### Exercise directions
Report every line in the following records that contains the string "below", copying each such line in full. Matches must have the same case.

-------- Data lines --------

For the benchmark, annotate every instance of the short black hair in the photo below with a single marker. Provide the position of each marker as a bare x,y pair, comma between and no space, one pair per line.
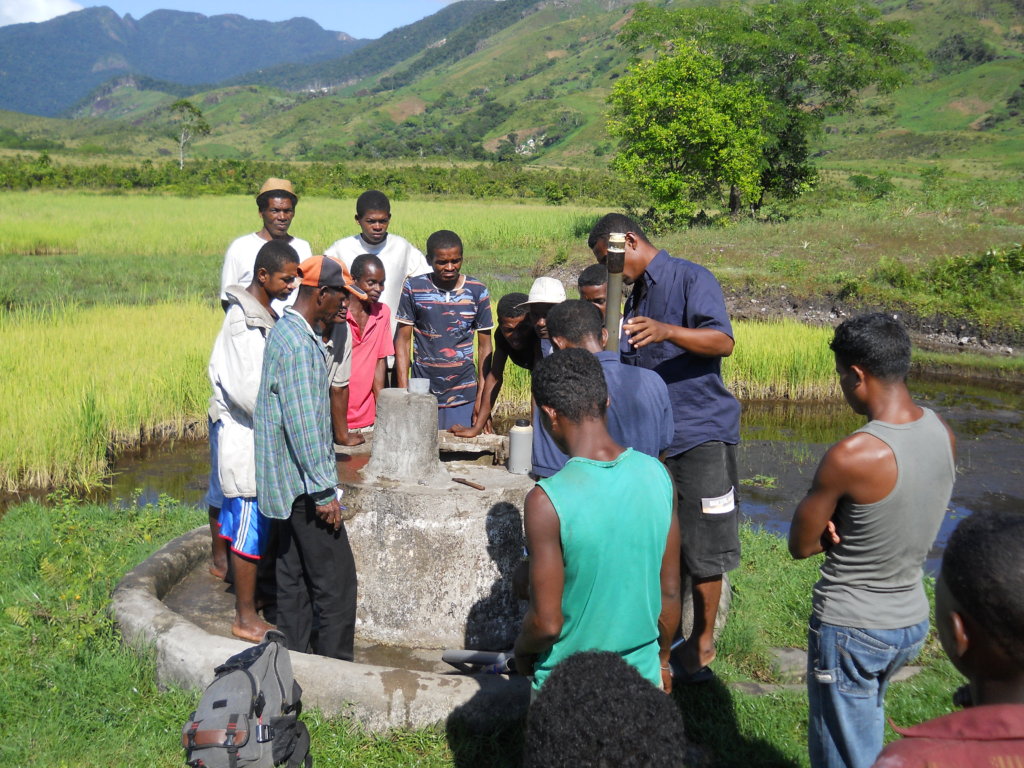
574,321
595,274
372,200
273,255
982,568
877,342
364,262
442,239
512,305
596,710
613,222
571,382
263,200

--------
-------- Data lines --------

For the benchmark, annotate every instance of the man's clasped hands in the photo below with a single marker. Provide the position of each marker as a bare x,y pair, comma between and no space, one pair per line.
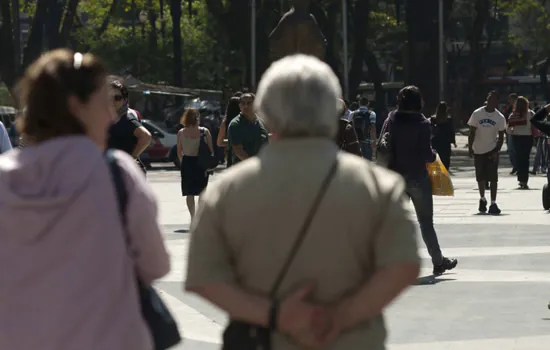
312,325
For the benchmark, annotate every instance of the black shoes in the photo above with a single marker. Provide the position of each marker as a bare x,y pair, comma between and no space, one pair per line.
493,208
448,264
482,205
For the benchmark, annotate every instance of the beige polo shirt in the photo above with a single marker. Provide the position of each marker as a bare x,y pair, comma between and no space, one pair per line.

--------
-------- Data lines --------

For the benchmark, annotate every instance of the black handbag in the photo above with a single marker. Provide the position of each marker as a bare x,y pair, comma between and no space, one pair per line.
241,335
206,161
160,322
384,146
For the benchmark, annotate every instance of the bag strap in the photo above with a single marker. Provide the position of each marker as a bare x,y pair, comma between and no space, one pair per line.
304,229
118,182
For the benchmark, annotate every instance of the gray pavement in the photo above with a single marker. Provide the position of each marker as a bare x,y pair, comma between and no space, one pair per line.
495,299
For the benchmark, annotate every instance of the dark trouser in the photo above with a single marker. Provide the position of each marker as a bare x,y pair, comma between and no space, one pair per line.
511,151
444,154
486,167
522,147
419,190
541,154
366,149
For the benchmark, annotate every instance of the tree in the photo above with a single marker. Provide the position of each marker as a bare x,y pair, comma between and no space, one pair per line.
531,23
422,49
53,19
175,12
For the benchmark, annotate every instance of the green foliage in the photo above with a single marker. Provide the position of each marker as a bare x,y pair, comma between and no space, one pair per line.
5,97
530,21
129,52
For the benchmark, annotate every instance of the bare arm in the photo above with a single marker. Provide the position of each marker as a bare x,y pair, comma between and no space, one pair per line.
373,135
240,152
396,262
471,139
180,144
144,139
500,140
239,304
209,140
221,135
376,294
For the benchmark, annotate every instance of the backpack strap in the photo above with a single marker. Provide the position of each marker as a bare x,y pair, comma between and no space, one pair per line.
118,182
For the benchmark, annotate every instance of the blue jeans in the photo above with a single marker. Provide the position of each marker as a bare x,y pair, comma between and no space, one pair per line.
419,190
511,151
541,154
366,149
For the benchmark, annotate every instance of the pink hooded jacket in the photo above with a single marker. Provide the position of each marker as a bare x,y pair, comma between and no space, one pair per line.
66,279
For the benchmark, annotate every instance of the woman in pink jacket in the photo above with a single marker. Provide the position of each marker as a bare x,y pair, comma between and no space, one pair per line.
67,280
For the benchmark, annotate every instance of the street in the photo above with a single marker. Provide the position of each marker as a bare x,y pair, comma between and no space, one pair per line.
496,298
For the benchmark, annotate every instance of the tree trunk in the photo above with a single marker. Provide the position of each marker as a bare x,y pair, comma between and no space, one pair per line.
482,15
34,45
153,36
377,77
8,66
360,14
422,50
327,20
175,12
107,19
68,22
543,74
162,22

--------

### Exercise output
For the benchmark, annotate every instance of the short black hair in the photo below with a single marker. Provide the position of each marker as a bare x,y pair, comma between and no space, one pair per line.
For the benchmark, annotate every instance of the man's clasped hands in the photo below with a single marker. Provide the position of each marker as a bare x,y pair, comma between and no space, one pair per line.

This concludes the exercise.